EXERCISE:
After finding the line that contains "the green vegetation", give again that line and each one following it, exactly, until the records end.

LISTED ENTRIES:
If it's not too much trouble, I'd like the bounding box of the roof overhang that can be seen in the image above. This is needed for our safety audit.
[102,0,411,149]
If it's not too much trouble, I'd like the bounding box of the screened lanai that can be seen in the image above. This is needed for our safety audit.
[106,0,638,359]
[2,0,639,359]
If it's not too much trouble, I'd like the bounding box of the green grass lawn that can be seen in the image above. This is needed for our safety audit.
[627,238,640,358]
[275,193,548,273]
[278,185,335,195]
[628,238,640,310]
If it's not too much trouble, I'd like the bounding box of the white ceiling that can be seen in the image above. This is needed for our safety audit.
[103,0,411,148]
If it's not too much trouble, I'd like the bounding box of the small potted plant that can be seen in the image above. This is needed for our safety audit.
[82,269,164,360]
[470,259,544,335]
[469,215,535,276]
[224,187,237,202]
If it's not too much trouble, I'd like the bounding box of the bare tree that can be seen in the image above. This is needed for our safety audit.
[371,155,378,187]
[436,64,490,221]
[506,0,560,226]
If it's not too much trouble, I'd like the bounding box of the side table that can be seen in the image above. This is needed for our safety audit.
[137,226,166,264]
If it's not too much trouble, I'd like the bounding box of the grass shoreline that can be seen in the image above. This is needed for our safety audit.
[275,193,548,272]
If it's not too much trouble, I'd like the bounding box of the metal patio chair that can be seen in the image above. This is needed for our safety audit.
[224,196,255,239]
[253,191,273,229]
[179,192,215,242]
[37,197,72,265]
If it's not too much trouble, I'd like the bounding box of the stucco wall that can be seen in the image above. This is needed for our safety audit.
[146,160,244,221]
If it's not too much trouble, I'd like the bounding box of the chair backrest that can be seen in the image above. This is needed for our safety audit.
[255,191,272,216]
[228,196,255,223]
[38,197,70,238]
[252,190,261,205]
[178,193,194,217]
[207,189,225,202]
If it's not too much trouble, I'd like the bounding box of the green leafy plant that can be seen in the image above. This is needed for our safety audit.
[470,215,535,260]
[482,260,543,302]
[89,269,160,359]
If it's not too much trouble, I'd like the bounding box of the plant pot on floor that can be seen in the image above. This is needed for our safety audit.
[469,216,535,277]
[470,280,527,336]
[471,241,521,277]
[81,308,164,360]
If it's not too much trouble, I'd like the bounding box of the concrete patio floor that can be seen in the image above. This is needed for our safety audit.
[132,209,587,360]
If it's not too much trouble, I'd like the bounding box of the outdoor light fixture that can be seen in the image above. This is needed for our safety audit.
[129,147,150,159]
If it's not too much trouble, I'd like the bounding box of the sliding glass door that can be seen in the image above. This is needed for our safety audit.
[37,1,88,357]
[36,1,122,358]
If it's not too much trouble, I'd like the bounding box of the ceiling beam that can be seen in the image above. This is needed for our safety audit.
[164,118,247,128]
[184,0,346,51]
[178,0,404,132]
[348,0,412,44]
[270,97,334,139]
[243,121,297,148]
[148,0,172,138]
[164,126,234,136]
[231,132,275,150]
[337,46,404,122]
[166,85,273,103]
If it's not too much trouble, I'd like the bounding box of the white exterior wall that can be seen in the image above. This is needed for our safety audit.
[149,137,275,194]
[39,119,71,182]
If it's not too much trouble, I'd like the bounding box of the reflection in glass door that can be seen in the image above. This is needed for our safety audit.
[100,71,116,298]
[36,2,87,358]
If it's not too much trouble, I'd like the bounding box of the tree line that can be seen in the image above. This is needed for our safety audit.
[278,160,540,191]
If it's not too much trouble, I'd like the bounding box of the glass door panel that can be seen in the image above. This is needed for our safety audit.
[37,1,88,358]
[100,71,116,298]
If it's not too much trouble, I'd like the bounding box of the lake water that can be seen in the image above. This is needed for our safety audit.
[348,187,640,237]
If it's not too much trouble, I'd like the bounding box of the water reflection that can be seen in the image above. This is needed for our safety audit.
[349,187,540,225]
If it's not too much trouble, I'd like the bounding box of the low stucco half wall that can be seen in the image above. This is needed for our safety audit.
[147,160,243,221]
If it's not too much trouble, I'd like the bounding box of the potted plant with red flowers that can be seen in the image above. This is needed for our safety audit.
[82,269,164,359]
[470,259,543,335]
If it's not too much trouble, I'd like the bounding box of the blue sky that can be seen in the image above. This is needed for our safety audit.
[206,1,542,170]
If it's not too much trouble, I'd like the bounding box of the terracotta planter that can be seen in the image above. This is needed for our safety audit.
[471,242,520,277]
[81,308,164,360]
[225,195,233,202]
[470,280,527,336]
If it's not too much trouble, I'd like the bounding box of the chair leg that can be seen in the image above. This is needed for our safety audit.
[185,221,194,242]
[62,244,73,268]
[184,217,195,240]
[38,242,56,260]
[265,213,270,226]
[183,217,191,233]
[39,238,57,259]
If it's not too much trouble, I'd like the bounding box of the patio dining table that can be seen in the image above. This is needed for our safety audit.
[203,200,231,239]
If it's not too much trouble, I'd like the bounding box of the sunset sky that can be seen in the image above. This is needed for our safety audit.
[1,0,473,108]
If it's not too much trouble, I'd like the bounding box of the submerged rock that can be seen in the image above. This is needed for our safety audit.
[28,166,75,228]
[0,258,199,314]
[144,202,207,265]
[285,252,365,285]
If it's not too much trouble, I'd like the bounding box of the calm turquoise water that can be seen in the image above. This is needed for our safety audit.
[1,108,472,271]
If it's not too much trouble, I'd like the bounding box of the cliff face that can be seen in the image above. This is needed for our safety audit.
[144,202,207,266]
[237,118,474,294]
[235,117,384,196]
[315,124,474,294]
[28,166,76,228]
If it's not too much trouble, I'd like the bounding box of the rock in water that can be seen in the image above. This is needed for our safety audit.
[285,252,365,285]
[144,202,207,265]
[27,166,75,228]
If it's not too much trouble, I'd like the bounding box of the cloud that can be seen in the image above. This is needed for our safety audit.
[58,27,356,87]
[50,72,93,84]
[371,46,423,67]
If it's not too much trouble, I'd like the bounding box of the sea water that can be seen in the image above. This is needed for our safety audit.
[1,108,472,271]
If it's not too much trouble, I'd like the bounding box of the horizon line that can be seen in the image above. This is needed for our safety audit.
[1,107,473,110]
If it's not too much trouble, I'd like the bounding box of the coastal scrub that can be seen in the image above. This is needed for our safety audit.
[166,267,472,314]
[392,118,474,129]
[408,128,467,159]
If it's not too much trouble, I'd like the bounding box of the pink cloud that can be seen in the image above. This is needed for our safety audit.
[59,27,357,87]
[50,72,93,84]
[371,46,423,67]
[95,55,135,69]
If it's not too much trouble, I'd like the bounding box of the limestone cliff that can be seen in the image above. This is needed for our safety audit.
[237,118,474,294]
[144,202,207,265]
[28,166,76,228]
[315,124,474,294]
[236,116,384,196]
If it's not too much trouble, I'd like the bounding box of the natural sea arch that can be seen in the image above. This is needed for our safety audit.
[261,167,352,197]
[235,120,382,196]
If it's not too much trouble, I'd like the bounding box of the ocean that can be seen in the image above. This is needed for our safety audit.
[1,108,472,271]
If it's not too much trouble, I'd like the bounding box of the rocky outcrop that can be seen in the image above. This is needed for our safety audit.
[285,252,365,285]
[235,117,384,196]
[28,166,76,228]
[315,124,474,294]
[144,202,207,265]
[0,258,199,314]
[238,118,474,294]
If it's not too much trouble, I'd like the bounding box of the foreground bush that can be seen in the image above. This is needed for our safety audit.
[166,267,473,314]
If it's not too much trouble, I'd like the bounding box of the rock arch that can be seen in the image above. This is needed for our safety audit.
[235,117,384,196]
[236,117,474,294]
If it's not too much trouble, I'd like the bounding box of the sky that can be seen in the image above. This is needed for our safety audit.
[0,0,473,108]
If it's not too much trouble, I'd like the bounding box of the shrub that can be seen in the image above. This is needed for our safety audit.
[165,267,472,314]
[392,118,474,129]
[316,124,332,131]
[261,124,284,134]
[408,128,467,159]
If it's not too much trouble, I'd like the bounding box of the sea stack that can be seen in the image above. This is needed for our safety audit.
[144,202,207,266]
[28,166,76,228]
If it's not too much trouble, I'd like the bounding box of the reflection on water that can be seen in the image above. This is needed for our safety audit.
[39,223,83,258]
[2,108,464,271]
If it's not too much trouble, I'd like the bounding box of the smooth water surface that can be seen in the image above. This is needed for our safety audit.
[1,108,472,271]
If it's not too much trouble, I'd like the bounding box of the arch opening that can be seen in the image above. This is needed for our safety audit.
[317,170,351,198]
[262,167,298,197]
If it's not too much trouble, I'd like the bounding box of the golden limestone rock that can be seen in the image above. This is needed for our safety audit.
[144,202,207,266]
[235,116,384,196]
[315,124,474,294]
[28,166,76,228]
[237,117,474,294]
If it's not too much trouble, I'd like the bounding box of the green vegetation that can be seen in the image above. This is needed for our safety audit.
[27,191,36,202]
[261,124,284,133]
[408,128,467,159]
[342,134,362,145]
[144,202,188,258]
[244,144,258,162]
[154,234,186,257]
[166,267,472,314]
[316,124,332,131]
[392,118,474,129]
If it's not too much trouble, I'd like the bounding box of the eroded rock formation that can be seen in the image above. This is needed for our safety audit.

ANSWER BOX:
If it's not too much trouble, I'd like the bounding box of the green vegetation that can be seen in the image above. This is needed for our safety audit.
[27,191,36,202]
[261,124,284,133]
[408,128,467,159]
[342,134,362,145]
[144,202,188,258]
[244,144,258,162]
[154,234,186,257]
[166,267,472,314]
[316,124,332,131]
[392,118,474,129]
If it's not too much trouble, I'd like the bounding box of the eroded rock formation that can be seen in the image above. This is needed for our safety audit.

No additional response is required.